*Teks Berita*:
>>>>

Jakarta, Asatu Online – Usulan proposal perdamaian yang diajukan PT Lantai Emas Kemenangan Jaya (LEKJ) dalam proses Penundaan Kewajiban Pembayaran Utang (PKPU) resmi ditolak para kreditur. Sidang yang digelar di Pengadilan Niaga Jakarta Pusat, Selasa (22/4/2025), memanas setelah mayoritas kreditur menyatakan keberatan.
Penolakan itu mencuat lantaran skema perdamaian yang dianggap merugikan dan tidak mencerminkan itikad baik dari pihak debitur. Salah satu poin yang menuai protes keras adalah pemotongan 50% terhadap tagihan kreditur konkuren, serta grace period selama 5 tahun, yang dilanjutkan dengan cicilan selama 5 tahun berikutnya.

<<<<

*Tugas 1*: Tuliskan kembali tanpa perubahan baris-baris latihan di bawah, bukan berita. Mulailah dari baris pertama dan berhenti pada baris yang memuat "133 107 L 140", kedua ujungnya ikut disertakan.
Berita di atas dan baris-baris latihan di bawah diambil dari sumber yang berlainan.

*Bahan Latihan*:
>>>>

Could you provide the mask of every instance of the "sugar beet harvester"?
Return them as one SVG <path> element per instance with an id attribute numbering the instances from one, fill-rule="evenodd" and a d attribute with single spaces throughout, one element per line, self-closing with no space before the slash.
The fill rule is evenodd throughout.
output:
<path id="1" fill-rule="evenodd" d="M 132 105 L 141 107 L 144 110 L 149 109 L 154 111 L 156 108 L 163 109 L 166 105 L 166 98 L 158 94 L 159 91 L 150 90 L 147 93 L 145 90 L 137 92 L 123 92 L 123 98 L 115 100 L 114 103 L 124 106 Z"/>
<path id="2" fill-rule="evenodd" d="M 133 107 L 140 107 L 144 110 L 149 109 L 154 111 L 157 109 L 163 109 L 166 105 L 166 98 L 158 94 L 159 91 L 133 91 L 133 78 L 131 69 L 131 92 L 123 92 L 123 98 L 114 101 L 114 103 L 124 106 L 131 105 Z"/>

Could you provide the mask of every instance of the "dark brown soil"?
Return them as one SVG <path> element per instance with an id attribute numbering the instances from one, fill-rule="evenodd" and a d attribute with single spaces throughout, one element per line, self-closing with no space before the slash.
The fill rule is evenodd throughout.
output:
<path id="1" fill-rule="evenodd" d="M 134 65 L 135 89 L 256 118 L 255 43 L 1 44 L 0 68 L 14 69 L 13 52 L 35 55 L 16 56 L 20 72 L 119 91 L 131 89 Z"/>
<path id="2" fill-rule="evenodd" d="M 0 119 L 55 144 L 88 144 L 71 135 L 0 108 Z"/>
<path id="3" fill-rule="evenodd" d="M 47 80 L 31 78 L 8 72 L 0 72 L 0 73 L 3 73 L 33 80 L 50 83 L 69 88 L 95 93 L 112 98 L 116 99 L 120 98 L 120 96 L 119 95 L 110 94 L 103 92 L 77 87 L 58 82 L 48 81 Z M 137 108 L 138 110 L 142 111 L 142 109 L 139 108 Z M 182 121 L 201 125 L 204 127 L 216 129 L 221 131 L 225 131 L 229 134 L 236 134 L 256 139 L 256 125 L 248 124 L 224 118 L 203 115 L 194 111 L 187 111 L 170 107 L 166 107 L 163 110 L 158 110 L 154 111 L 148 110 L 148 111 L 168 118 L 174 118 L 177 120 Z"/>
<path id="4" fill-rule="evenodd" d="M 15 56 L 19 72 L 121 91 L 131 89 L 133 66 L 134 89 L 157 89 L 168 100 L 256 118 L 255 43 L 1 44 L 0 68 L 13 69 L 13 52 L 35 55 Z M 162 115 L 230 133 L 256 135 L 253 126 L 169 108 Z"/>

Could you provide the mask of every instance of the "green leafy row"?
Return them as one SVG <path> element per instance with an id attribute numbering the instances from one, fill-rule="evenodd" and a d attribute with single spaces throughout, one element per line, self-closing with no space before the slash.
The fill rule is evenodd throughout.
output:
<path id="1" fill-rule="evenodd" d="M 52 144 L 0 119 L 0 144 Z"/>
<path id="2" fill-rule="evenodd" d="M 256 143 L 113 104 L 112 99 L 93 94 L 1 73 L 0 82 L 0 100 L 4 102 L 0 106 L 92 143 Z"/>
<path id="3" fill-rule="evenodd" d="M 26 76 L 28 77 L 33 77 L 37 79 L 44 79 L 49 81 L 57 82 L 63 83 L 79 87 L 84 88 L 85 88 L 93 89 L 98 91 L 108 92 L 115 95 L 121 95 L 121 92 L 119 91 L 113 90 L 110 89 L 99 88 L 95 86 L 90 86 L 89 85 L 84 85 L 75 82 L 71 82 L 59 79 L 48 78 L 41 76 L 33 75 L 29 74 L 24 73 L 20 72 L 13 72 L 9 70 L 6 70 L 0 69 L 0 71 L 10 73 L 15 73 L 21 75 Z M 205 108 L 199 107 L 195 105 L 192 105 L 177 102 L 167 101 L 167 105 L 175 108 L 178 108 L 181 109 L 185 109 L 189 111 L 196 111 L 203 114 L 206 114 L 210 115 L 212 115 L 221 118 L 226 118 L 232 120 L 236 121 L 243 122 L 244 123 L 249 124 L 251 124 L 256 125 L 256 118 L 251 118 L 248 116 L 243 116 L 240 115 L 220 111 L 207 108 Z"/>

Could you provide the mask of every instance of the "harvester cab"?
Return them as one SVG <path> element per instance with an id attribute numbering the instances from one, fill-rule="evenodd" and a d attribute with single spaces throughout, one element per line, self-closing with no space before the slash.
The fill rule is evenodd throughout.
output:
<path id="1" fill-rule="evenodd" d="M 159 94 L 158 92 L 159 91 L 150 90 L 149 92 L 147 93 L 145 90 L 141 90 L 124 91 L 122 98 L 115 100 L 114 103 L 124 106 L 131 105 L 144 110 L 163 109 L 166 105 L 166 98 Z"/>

<<<<

*Tugas 2*: Lanjutkan berita tentang penolakan proposal perdamaian PT Lantai Emas Kemenangan Jaya dari bagian terakhirnya.

*Hasil 1*:
Could you provide the mask of every instance of the "sugar beet harvester"?
Return them as one SVG <path> element per instance with an id attribute numbering the instances from one, fill-rule="evenodd" and a d attribute with single spaces throughout, one element per line, self-closing with no space before the slash.
The fill rule is evenodd throughout.
output:
<path id="1" fill-rule="evenodd" d="M 132 105 L 141 107 L 144 110 L 149 109 L 154 111 L 156 108 L 163 109 L 166 105 L 166 98 L 158 94 L 159 91 L 150 90 L 147 93 L 145 90 L 137 92 L 123 92 L 123 98 L 115 100 L 114 103 L 124 106 Z"/>
<path id="2" fill-rule="evenodd" d="M 133 107 L 140 107 L 144 110 L 149 109 L 154 111 L 157 109 L 163 109 L 166 105 L 166 98 L 158 94 L 159 91 L 133 91 L 133 78 L 131 69 L 131 92 L 123 92 L 123 98 L 114 101 L 114 103 L 124 106 L 131 105 Z"/>

*Hasil 2*:
“Bayar baru mulai tahun 2030 dan itu pun dicicil, bagaimana kami bisa terima?” kata perwakilan kreditur.
Kondisi serupa juga dialami kreditur separatis. Mereka dijanjikan pembayaran mulai 2032, setelah masa tenggang selama 7 tahun, dan dicicil selama 10 tahun. Total utang terhadap kreditur separatis mencapai lebih dari Rp88,4 miliar, sementara kepada kreditur lainnya sebesar Rp23,7 miliar.
Tak hanya itu, para buruh pun turut menyuarakan keberatan. Kuasa hukum buruh menyebut PT LEKJ belum membayar upah 163 pegawai dengan total senilai Rp15 miliar. Bahkan, hak-hak pekerja tidak dicantumkan dalam proposal perdamaian.
“Tagihan buruh ini preperen, seharusnya didahulukan. Bagaimana mungkin proposal ini tidak mencantumkan hak-hak pekerja?” ujarnya.
Kreditur juga menuntut transparansi terkait kondisi keuangan perusahaan. Mereka meminta laporan keuangan lengkap, bukan hanya daftar piutang.
“Kalau dibilang rekening minus, kami harus tahu kenapa. Asetnya apa saja? Siapa tahu ada yang bersedia membeli. Jangan ditutup semua akses,” kata salah satu kreditur.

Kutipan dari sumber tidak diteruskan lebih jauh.